(Passage to read):

# Introduction

When viewing an image, whether it is a photograph or a painting, two types of mutually exclusive data are present. First, there is the content of the image, such as a person in a portrait. However, the content does not uniquely define the image. Consider a case where multiple artists paint a portrait of an identical subject, the results would vary despite the content being invariant. The cause of the variance is rooted in the style of each particular artist. Therefore, style transfer between two images results in the content being unaffected but the style being copied. Style transfer is an important image editing task which enables the creation of new artistic works. Typically one image is termed the content/reference image, whose style is discarded. The other image is called the style image, whose style, but the not content is copied to the content image.

Deep learning techniques have been shown to be effective methods for implementing style transfer. Previous methods have been successful but with several key limitations and often trade off between generalization, quality, and efficiency. Either they are fast, but have very few styles that can be transferred or they can handle arbitrary styles but are no longer efficient. The presented paper establishes a compromise between these two extremes by using only whitening and coloring transforms (WCT) to transfer a style within a feedforward image reconstruction architecture. No training of the underlying deep network is required per style.

## Style Transfer

The original paper about neural style transfer suggests a novel application of convolutional filters: transfer the art style to another image. The process is described in the following figure.

Figure: the process of neural style transfer

In the original architecture, the authors used VGG as the "local feature extractor", by minimizing the loss function that measures the difference between the style of the input image and the style of the target image, the network can generate an image with similar features. The key factor in the original paper is that the style similarity between the input image and target image can be measured by Gramian Matrix. The authors defined the loss function as the Gramian Matrix of the activations in different layers. Despite the amazing results, the principle of neural style transfer, especially why the Gram matrices could represent style remains unclear. In the paper[15], the authors theoretically showed that matching the Gram matrices of feature maps is equivalent to minimize the Maximum Mean Discrepancy (MMD) with the second order polynomial kernel. Thus, the authors argue that the essence of neural style transfer is to match the feature distributions between the style images and the generated images.

(Complete the following):
- A) Please decide whether each statement agrees with the style transfer passage, answering yes or no and quoting the passage's deciding words. (i) The presented paper requires training the deep network separately for each style. (ii) The content image's style is discarded. (iii) The passage says it is clear why Gram matrices can represent style.
- B) Resume the style transfer passage, starting right after its final sentence.
These records come from a different source than the style transfer passage.

(Shape boundary entries)
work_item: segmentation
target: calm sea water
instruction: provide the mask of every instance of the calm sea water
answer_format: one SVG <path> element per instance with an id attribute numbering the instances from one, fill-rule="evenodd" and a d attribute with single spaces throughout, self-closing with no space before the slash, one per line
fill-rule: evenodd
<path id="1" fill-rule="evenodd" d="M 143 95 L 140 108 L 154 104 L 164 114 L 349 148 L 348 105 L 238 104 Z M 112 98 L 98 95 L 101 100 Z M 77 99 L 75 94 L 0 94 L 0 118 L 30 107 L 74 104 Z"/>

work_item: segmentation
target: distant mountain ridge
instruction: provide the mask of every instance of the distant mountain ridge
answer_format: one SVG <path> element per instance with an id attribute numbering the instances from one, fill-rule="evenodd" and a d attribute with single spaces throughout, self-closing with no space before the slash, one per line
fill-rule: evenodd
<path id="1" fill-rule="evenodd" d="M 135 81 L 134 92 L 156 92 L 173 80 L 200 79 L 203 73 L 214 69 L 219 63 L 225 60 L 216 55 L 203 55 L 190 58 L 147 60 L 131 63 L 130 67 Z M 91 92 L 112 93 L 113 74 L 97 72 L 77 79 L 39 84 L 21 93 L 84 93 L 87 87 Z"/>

* * *

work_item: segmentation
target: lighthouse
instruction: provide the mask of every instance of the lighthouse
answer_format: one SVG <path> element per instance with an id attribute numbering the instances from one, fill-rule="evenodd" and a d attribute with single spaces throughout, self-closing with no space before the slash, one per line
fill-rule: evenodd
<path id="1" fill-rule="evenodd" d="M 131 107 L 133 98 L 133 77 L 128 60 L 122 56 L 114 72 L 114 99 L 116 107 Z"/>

...

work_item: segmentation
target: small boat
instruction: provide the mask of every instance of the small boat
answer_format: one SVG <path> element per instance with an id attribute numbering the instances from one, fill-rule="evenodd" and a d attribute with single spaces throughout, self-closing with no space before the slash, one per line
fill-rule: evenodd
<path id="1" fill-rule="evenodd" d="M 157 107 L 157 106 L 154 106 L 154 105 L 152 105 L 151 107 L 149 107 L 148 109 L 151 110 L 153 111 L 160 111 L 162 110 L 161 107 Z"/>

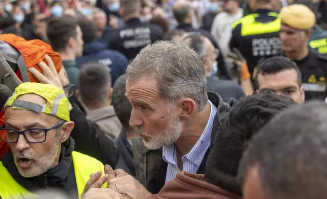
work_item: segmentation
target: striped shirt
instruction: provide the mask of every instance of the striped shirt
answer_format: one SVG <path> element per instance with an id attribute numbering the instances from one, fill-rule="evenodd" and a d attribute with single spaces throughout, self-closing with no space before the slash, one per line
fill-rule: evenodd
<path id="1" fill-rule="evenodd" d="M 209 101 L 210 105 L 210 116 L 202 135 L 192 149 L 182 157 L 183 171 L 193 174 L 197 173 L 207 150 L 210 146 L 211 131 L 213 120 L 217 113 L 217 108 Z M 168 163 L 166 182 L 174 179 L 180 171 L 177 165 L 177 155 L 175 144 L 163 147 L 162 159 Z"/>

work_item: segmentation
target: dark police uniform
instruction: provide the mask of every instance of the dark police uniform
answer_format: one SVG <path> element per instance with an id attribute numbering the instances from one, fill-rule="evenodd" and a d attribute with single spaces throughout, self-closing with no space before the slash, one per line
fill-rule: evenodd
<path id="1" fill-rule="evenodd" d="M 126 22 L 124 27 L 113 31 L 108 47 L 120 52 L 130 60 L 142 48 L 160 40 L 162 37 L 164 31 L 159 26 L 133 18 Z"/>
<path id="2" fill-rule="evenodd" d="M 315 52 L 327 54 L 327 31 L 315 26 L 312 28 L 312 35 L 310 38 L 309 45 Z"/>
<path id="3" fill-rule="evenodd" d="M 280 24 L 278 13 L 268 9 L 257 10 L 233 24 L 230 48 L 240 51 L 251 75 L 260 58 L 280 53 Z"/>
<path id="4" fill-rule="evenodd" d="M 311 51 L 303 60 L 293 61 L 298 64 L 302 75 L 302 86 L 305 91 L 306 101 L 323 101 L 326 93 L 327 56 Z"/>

(Responses to the tasks):
- A)
(i) No: "No training of the underlying deep network is required per style."
(ii) Yes: "Typically one image is termed the content/reference image, whose style is discarded."
(iii) No: "especially why the Gram matrices could represent style remains unclear"

- B)
# Related Work

Gatys et al. developed a new method for generating textures from sample images in 2015 [1] and extended their approach to style transfer by 2016 [2]. They proposed the use of a pre-trained convolutional neural network (CNN) to separate content and style of input images. Having proven successful, a number of improvements quickly developed, reducing computational time, increasing the diversity of transferrable styles, and improving the quality of the results. Central to these approaches and of the present paper is the use of a CNN. The disadvantage is the inefficiency in the optimization process. Even though there has been an improvement by formulating the stylizations, these methods require training one network per style due to the lack of generalization in network design.

In 2017, Mechrez et al. [12] proposed an approach that takes as input a stylized image and makes it more photorealistic. Their approach relied on the Screened Poisson Equation, maintaining the fidelity of the stylized image while constraining the gradients to those of the original input image. The method they proposed was fast, simple, fully automatic and showed positive progress in making a stylized image photorealistic.

Alternative attempts, by using a single network to transfer multiple styles include models conditioned on binary selection units [13], a network that learns a set of new filters for every new style [15], and a novel conditional normalization layer that learns normalization parameters for each style [3]

In comparing their methods with the existing techniques outlined above, the authors cite the close relationship between their work and [7]. In [7] content features in higher layers are adaptively instance normalized by the mean and variance of style features. The authors consider this step to be a sub-optimal operation in the WCT.

## How Content and Style are Extracted using CNNs

A CNN was chosen due to its ability to extract high level feature from images. These features can be interpreted in two ways. Within layer $l$ there are $N_l$ feature maps of size $M_l$. With a particular input image, the feature maps are given by $F_{i,j}^l$ where $i$ and $j$ locate the map within the layer. Starting with a white noise image and a reference (content) image, the features can be transferred by minimizing

$\mathcal{L}_{content} = \frac{1}{2} \sum_{i,j} \left( F_{i,j}^l - P_{i,j}^l \right)^2$

where $P_{i,j}$ denotes the feature map output caused by the white noise image. Therefore this loss function preserves the content of the reference image. The style is described using a Gram matrix given by

$G_{i,j}^l = \sum_k F_{i,k}^l F_{j,k}^l$

Gram matrix $G$ of a set of vectors $v_1,\dots,v_n$ is the matrix of all possible inner products whose entries are given by $G_{ij}=v_i^Tv_j$. The loss function that describes a difference in style between two images is equal to:

$\mathcal{L}_{style} = \frac{1}{4 N_l^2 M_l^2} \sum_{i,j} \left(G_{i,j}^l - A_{i,j}^l \right)^2$

where $A_{i,j}^l$ and $G_{i,j}^l$ are the Gram matrices of the generated image and style image respectively. Therefore three images are required, a style image, a content image, and an initial white noise image. Iterative optimization is then used to add content from one image to the white noise image, and style from the other. An additional parameter is used to balance the ratio of these loss functions.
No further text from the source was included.